Extracted records
--------------------
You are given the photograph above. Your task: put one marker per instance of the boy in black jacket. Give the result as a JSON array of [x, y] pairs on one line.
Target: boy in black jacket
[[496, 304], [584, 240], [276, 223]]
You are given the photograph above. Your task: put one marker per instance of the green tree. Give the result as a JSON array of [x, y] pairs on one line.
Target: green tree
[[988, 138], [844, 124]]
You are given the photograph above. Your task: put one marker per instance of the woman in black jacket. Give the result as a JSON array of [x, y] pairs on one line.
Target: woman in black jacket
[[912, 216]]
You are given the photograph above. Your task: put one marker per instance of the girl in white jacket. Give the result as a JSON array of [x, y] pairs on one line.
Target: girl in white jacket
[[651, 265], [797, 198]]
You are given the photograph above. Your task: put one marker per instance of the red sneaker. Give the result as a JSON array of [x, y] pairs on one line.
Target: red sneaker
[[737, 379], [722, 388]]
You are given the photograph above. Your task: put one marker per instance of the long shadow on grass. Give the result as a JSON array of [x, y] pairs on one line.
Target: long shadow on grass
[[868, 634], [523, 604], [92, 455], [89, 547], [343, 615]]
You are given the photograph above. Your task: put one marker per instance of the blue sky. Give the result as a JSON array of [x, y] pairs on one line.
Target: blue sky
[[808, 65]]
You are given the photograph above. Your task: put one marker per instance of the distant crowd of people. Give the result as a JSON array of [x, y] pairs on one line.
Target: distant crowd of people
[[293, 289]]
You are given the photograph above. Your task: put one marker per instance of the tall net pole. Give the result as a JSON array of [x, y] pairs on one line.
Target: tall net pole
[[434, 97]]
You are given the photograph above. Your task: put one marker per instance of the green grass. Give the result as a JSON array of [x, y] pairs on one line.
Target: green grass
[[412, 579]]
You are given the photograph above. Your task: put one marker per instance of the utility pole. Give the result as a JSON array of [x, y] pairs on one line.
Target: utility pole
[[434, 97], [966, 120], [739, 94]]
--------------------
| THE PROBLEM |
From top to bottom, repeat the data above without alteration.

| SOLUTION TO THIS PROBLEM |
You are given the photograph above. Your task: put one marker per instance of the boy in black jacket. Give the result as a JSON array of [x, y] pairs on one line.
Target: boy in black jacket
[[496, 304], [584, 240], [276, 223]]
You are given the photograph above. Your task: put one marker per instance of the green tree. Give the result as a JSON array of [x, y] pairs on one line.
Target: green tree
[[988, 138], [844, 124]]
You are given the photograph above. Your task: put one marker per instance of the woman in black jacket. Give the result as a JSON array of [x, y] pairs on one line.
Target: woman in black jacket
[[912, 216]]
You are given the photograph above. Your task: put one marker per instance of the girl in white jacket. Give the result as a JSON array of [x, y] pairs on one line.
Target: girl in white jacket
[[651, 265], [797, 198]]
You are given the photograph above. Your task: put one marker per instance of the red sneaker. Give the result as a JSON array of [x, y] pairs on one line.
Target: red sneaker
[[737, 379], [722, 388]]
You are given the photograph above. Your task: put one marker per instance of the long shadow on grass. Give the result as a JSON array of [x, y] pairs on one line.
Target: long shadow on grass
[[868, 634], [523, 604], [92, 455], [89, 547], [343, 615]]
You are given the photograph above. Your task: put one marker per instance of the blue sky. Give the result as a JSON array of [x, y] pairs on one line.
Target: blue sky
[[808, 65]]
You are given the photograph above. Your task: put one marker per instance of the distant crowd of people. Give the result as a JSON array of [x, y] pairs on one line.
Target: distant crowd of people
[[293, 289]]
You are given the photograph above. Your task: put one marker per instance of the tall net pole. Give the result as a JSON array of [x, y] pairs on one line.
Target: tall net pole
[[434, 97]]
You are given the photograph above. Your task: put one marker per instance of the green grass. Give the result as a JSON array of [x, y] pairs on one line.
Target: green grass
[[412, 579]]
You are given the photograph above. Your task: put one marker per instance of the utility pole. Give the result as a JSON array of [x, y] pairs on one line.
Target: utility pole
[[434, 97], [966, 120], [739, 94]]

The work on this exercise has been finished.